### [WHAT TO DO]
Gather every line of the material below that contains the word "position". Treat uppercase and lowercase letters as different.

### [RECORDS SHOWN]
===============

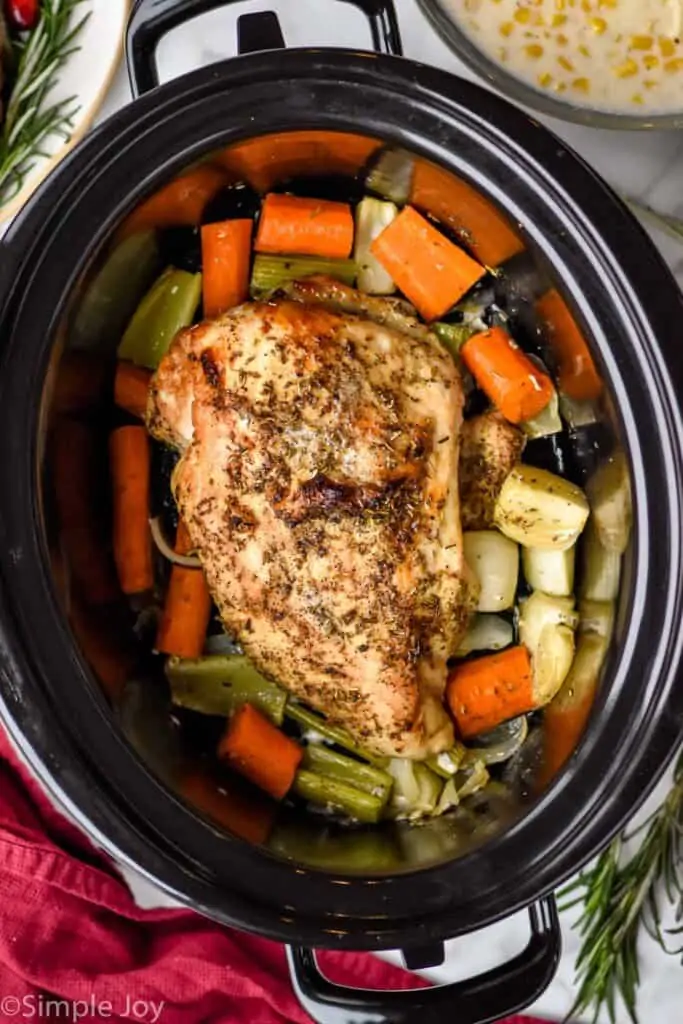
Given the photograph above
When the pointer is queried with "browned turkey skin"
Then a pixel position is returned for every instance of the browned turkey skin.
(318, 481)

===============

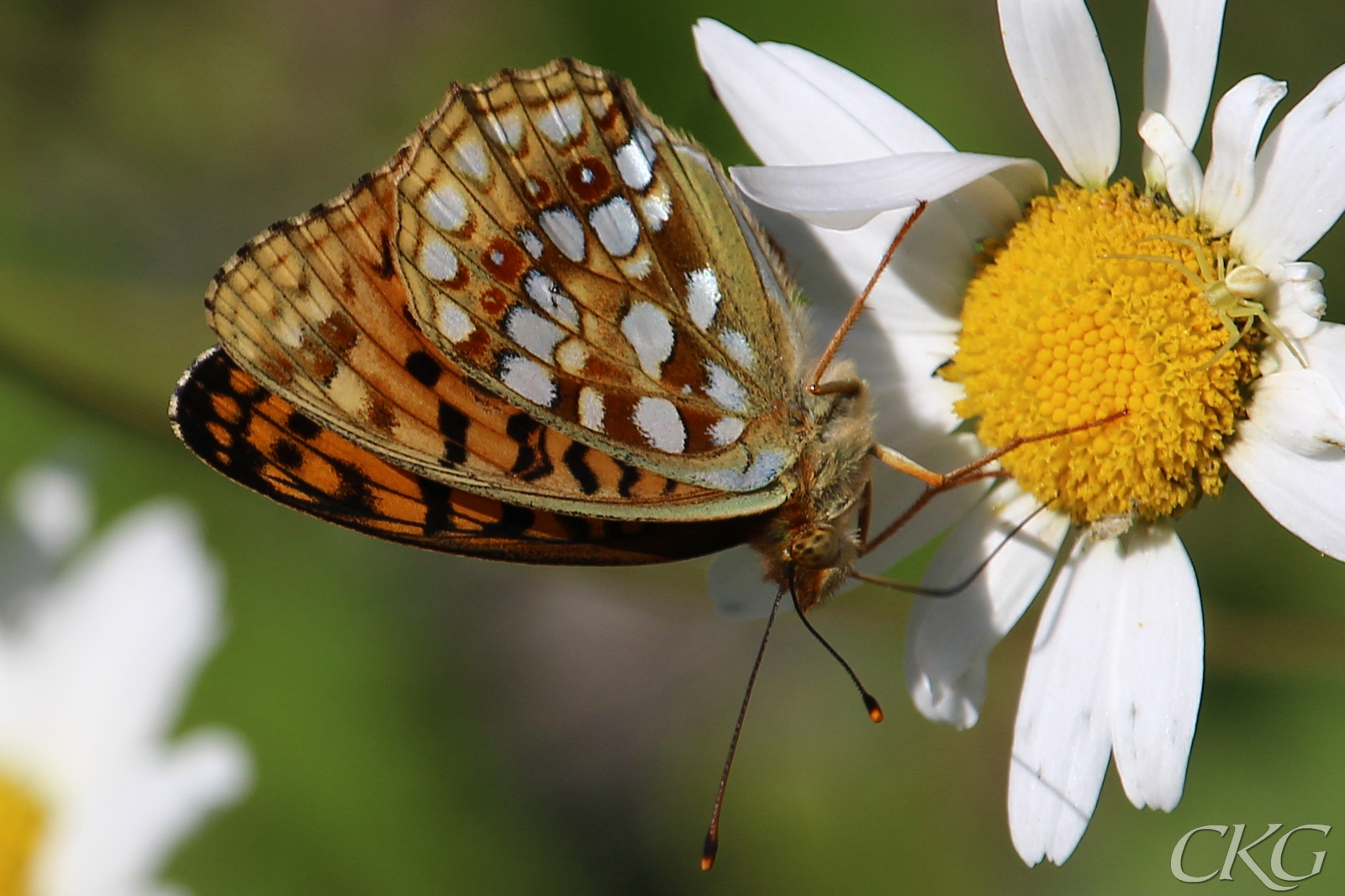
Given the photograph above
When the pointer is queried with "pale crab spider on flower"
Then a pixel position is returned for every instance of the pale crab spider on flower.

===============

### [THE RESULT]
Then a pixel position is returned for every instance of the browned turkey skin.
Then a pixel position is returned for every instance of the pale crab spider on flower.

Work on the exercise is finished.